JOB:
Retype the material below line for line with no changes, leaving out any pictures.

[Items from a dataset]
● ● ● ● ● ● ●

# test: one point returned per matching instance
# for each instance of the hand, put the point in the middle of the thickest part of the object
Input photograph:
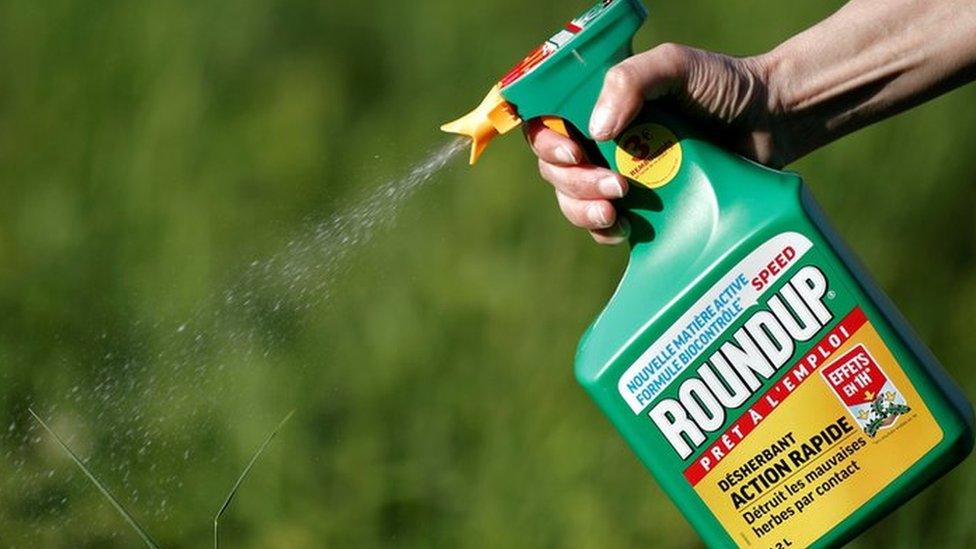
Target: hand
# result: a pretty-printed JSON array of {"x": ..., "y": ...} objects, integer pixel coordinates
[{"x": 730, "y": 96}]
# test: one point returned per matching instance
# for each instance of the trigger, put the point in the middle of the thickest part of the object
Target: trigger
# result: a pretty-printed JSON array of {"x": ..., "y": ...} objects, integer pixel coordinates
[{"x": 556, "y": 124}]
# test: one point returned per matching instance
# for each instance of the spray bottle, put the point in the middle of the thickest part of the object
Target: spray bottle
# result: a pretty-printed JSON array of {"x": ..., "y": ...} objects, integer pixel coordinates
[{"x": 751, "y": 363}]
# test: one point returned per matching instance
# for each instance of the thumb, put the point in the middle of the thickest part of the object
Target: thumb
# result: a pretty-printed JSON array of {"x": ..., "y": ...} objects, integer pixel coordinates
[{"x": 629, "y": 84}]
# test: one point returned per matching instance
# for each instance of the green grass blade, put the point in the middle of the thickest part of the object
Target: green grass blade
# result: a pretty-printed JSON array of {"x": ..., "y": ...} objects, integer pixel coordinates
[
  {"x": 101, "y": 488},
  {"x": 244, "y": 473}
]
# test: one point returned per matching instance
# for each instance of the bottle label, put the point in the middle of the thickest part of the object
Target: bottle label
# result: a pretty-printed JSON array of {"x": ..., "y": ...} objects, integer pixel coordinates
[
  {"x": 784, "y": 406},
  {"x": 649, "y": 154}
]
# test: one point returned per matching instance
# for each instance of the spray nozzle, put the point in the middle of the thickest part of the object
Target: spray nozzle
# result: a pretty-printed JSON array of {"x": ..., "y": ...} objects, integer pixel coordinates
[{"x": 494, "y": 116}]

● ● ● ● ● ● ●

COMPLETE ANSWER:
# test: one point returned per matching instance
# for each instance of the hand, put the point in the middle of the thickest part of the object
Input photograph:
Target: hand
# result: a pretty-printed JSON array of {"x": ..., "y": ...} objects, integer pixel coordinates
[{"x": 730, "y": 96}]
# test: one point returned per matching instance
# for each instance of the trigger, put the point in the middle of the thickest part of the object
Target: trigger
# result: a pretty-printed JSON array of {"x": ..., "y": ...} objects, integer pixel coordinates
[{"x": 556, "y": 124}]
# test: one point returned per matching instance
# for each instance of the spray bottle, put the point in the middle of the thickest part of the object
Target: spray bottle
# result: a pretty-printed JSON array of {"x": ..., "y": ...} objects, integer pixel coordinates
[{"x": 751, "y": 363}]
# test: one point returned per matching instance
# for each instance of the thumb, put the point in the middle of the thickest part of the object
Target: thumb
# result: a pretty-printed JSON array of {"x": ..., "y": ...} objects, integer pixel coordinates
[{"x": 629, "y": 84}]
# test: one point returned per matching instance
# for each instance of the green grass blade, put the point in the middle of the thickest part of the object
Target: green grass blade
# result: a pretty-printed JSON array of {"x": ..., "y": ...} objects, integer pixel coordinates
[
  {"x": 101, "y": 488},
  {"x": 244, "y": 473}
]
# test: one point returned per matching instance
# for each instance of the bottle label, put the point in the middle of the thickest part of the object
Target: bottle label
# result: a pretty-printed JSON array of {"x": ..., "y": ...} objects, integer pixel coordinates
[
  {"x": 784, "y": 406},
  {"x": 649, "y": 154}
]
# test: one point returned per matching instance
# for each instance of the spray nozzle, put the point in the middle of the thickest part of the object
Target: spray nozzle
# result: a pretty-printed JSON array of {"x": ..., "y": ...} objects, integer pixel coordinates
[{"x": 494, "y": 116}]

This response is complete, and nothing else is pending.